From the entry on the album 11:11 below, reproduce word for word the passage between "Regina Spektor chronology" and "of its recording.", inclusive.

→ **DOCUMENT EXTRACT**
--- BEGIN ---

Studio album by Regina Spektor
- Released: July 9, 2001
- Recorded: December 2000
- Genre: Jazz
- Length: 46:21
- Label: Self-released (2001, original); Sire (2022, remastered plus Papa's Bootlegs);
- Producer: Richie Castellano, Regina Spektor

Regina Spektor chronology
|  | 11:11 (2001) | Songs (2002) |

= 11:11 (Regina Spektor album) =

11:11 is the debut album by singer-songwriter Regina Spektor. Initially, it was self-released on CD and sold at Spektor's early shows. Stylistically, the album differs from Spektor's later work as she was heavily influenced by jazz and blues at the time of its recording.

--- END ---

→ **PROVIDED MATERIAL**
--- BEGIN ---

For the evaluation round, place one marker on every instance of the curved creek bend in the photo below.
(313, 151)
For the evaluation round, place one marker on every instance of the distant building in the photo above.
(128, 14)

--- END ---

→ **WRITTEN SOLUTION**
Regina Spektor chronology
|  | 11:11 (2001) | Songs (2002) |

= 11:11 (Regina Spektor album) =

11:11 is the debut album by singer-songwriter Regina Spektor. Initially, it was self-released on CD and sold at Spektor's early shows. Stylistically, the album differs from Spektor's later work as she was heavily influenced by jazz and blues at the time of its recording.